──────── Task data ────────
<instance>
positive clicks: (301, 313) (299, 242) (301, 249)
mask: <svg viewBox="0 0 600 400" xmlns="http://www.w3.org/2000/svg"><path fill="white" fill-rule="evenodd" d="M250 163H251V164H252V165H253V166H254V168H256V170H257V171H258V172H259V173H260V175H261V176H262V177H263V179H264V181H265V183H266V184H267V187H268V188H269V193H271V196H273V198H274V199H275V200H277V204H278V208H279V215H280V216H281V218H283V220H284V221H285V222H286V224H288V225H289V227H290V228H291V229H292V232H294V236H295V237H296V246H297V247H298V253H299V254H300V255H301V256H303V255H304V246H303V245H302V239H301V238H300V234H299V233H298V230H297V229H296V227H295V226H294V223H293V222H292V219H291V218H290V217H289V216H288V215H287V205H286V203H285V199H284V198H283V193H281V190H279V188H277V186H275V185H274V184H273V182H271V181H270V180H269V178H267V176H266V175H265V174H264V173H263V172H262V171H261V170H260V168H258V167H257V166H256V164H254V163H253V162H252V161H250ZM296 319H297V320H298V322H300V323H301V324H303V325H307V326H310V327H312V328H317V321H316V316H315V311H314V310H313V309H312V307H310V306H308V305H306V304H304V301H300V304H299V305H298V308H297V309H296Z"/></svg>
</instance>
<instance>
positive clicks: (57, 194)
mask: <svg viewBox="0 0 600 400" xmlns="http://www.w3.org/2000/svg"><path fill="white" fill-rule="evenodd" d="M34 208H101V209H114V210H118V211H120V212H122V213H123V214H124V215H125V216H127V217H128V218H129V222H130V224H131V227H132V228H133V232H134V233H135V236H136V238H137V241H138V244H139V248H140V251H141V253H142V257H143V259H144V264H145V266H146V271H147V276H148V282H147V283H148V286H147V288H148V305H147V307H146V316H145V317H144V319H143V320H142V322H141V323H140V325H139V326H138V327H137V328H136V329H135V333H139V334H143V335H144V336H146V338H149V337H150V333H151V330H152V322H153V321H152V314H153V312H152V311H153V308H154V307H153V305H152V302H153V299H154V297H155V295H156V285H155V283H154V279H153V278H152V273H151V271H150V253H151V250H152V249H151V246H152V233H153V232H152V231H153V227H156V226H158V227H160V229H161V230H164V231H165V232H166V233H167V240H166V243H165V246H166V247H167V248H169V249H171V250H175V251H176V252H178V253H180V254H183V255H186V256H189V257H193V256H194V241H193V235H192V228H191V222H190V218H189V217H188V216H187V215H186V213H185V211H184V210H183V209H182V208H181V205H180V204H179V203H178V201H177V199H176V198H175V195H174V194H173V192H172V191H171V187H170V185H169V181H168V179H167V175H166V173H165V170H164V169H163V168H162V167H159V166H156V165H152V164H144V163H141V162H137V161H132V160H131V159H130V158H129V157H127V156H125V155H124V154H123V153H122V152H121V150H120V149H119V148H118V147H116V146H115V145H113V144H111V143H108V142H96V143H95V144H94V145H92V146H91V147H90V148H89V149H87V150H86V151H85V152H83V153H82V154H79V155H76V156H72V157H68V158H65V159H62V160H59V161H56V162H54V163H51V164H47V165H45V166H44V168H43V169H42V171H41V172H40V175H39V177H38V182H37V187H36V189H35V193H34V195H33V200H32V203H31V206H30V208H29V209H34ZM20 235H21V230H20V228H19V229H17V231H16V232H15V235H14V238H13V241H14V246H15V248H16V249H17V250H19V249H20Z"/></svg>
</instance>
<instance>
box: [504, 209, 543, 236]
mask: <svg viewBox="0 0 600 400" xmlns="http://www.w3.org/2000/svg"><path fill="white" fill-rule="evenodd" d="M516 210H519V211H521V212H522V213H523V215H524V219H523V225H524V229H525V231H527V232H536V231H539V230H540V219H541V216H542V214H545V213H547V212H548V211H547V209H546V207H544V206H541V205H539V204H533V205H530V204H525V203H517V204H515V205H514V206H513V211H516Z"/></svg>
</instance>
────────
** Exercise description **
Write out the records above exactly as given.

** Answer to the exercise **
<instance>
positive clicks: (301, 313) (299, 242) (301, 249)
mask: <svg viewBox="0 0 600 400" xmlns="http://www.w3.org/2000/svg"><path fill="white" fill-rule="evenodd" d="M250 163H251V164H252V165H253V166H254V168H256V170H257V171H258V172H259V173H260V175H261V176H262V177H263V179H264V181H265V183H266V184H267V187H268V188H269V193H271V196H273V198H274V199H275V200H277V204H278V208H279V215H280V216H281V218H283V220H284V221H285V222H286V224H288V225H289V227H290V228H291V229H292V232H294V236H295V237H296V246H297V247H298V253H299V254H300V255H301V256H303V255H304V246H303V245H302V239H301V238H300V234H299V233H298V230H297V229H296V227H295V226H294V223H293V222H292V219H291V218H290V217H289V216H288V215H287V205H286V203H285V199H284V198H283V193H281V190H279V188H277V186H275V185H274V184H273V182H271V181H270V180H269V178H267V176H266V175H265V174H264V173H263V172H262V171H261V170H260V168H258V167H257V166H256V164H254V163H253V162H252V161H250ZM296 319H297V320H298V322H300V323H301V324H303V325H307V326H310V327H312V328H317V321H316V316H315V311H314V310H313V309H312V307H310V306H308V305H306V304H304V301H300V304H299V305H298V308H297V309H296Z"/></svg>
</instance>
<instance>
positive clicks: (57, 194)
mask: <svg viewBox="0 0 600 400" xmlns="http://www.w3.org/2000/svg"><path fill="white" fill-rule="evenodd" d="M34 208H101V209H114V210H118V211H120V212H122V213H123V214H124V215H125V216H127V217H128V218H129V222H130V224H131V227H132V228H133V232H134V233H135V236H136V238H137V241H138V244H139V248H140V251H141V253H142V257H143V259H144V264H145V266H146V271H147V276H148V282H147V283H148V286H147V288H148V305H147V307H146V316H145V317H144V319H143V320H142V322H141V323H140V325H139V326H138V327H137V328H136V329H135V333H139V334H143V335H144V336H146V338H149V337H150V333H151V330H152V322H153V321H152V314H153V312H152V311H153V308H154V307H153V305H152V302H153V299H154V297H155V295H156V285H155V283H154V279H153V278H152V273H151V271H150V253H151V250H152V249H151V246H152V233H153V232H152V231H153V227H156V226H158V227H160V229H161V230H164V231H165V232H166V233H167V240H166V243H165V246H166V247H167V248H169V249H171V250H175V251H176V252H178V253H180V254H183V255H186V256H189V257H193V256H194V241H193V235H192V228H191V222H190V218H189V217H188V216H187V215H186V213H185V211H184V210H183V209H182V208H181V205H180V204H179V203H178V201H177V199H176V198H175V195H174V194H173V192H172V191H171V187H170V185H169V181H168V179H167V175H166V173H165V170H164V169H163V168H162V167H159V166H156V165H152V164H144V163H141V162H137V161H132V160H131V159H130V158H129V157H127V156H125V155H124V154H123V153H122V152H121V150H120V149H119V148H118V147H116V146H115V145H113V144H111V143H108V142H96V143H95V144H94V145H92V146H91V147H90V148H89V149H87V150H86V151H85V152H83V153H82V154H79V155H76V156H72V157H68V158H65V159H62V160H59V161H56V162H54V163H51V164H47V165H45V166H44V168H43V169H42V171H41V172H40V175H39V177H38V182H37V187H36V189H35V193H34V195H33V200H32V203H31V206H30V208H29V209H34ZM20 235H21V230H20V228H19V229H17V231H16V232H15V235H14V238H13V241H14V246H15V248H16V249H17V250H19V249H20Z"/></svg>
</instance>
<instance>
box: [504, 209, 543, 236]
mask: <svg viewBox="0 0 600 400" xmlns="http://www.w3.org/2000/svg"><path fill="white" fill-rule="evenodd" d="M516 210H519V211H521V212H522V213H523V215H524V219H523V225H524V229H525V231H527V232H536V231H539V230H540V219H541V216H542V214H545V213H547V212H548V211H547V209H546V207H544V206H541V205H539V204H533V205H530V204H525V203H517V204H515V205H514V206H513V211H516Z"/></svg>
</instance>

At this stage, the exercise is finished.